What you need to do: Copy the items from the very first line through the line with "top-left (551, 331), bottom-right (829, 597)", changing every "man's" to "person's" and leaving everything else the same.

Data to use:
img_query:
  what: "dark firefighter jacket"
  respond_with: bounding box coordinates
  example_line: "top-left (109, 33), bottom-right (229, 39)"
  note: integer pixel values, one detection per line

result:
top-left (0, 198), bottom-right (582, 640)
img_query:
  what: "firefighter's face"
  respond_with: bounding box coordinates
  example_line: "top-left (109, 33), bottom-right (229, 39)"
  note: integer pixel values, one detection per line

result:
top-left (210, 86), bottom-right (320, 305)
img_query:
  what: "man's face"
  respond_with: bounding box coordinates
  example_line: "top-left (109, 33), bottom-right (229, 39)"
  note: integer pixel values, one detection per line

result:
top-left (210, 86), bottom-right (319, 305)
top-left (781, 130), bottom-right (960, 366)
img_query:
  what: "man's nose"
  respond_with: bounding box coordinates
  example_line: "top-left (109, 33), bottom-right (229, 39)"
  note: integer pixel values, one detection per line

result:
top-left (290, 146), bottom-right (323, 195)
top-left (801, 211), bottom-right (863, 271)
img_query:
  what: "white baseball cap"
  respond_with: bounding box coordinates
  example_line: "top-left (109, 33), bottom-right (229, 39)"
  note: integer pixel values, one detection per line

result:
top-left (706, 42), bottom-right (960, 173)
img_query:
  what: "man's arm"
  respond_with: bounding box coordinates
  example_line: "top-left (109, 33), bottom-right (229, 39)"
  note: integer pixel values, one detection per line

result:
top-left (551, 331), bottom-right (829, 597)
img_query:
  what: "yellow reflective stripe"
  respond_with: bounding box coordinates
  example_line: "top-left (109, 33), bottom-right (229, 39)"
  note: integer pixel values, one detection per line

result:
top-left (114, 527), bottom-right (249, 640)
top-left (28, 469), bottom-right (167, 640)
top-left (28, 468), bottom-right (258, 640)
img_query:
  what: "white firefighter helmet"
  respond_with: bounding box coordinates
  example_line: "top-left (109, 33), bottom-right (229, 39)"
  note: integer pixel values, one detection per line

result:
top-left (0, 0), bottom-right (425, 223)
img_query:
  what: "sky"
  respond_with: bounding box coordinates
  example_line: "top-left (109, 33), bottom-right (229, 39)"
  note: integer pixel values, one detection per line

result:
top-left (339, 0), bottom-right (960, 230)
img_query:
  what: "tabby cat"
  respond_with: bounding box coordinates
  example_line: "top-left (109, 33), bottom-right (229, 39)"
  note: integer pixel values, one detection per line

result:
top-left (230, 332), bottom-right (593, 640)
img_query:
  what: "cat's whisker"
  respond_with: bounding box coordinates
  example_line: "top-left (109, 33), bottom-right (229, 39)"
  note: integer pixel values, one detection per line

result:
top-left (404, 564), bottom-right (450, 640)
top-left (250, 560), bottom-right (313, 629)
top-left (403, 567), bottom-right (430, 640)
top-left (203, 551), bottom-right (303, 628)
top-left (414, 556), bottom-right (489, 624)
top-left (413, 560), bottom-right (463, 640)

Completed task:
img_query:
  what: "dark firefighter jacket"
  respond_with: bounding box coordinates
  example_line: "top-left (109, 33), bottom-right (229, 39)"
  note: integer pixel values, one detection per line

result:
top-left (0, 198), bottom-right (582, 640)
img_query:
  what: "firefighter's face"
  respond_with: bounding box coordinates
  example_line: "top-left (109, 33), bottom-right (229, 39)"
  note: integer pixel values, one detection per line

result:
top-left (210, 86), bottom-right (320, 305)
img_query:
  what: "person's face"
  respond_with: bounding box coordinates
  example_line: "top-left (109, 33), bottom-right (229, 39)"
  note: integer pixel values, one detection per line

result:
top-left (210, 86), bottom-right (319, 305)
top-left (781, 130), bottom-right (960, 366)
img_query:
  what: "person's nose"
  respond_with: bounding box coordinates
  example_line: "top-left (109, 33), bottom-right (229, 39)"
  note: integer pixel values, one detection per line

result:
top-left (290, 146), bottom-right (323, 195)
top-left (801, 211), bottom-right (863, 271)
img_query:
  what: "white baseball cap"
  respond_with: bounding box coordinates
  example_line: "top-left (109, 33), bottom-right (229, 39)"
  note: integer pixel values, one detection per line

result:
top-left (706, 42), bottom-right (960, 173)
img_query:
  what: "person's arm"
  respond_with: bounding box coordinates
  example_line: "top-left (109, 33), bottom-right (229, 39)"
  note: integer pixel values, one detection per line

result:
top-left (551, 331), bottom-right (829, 597)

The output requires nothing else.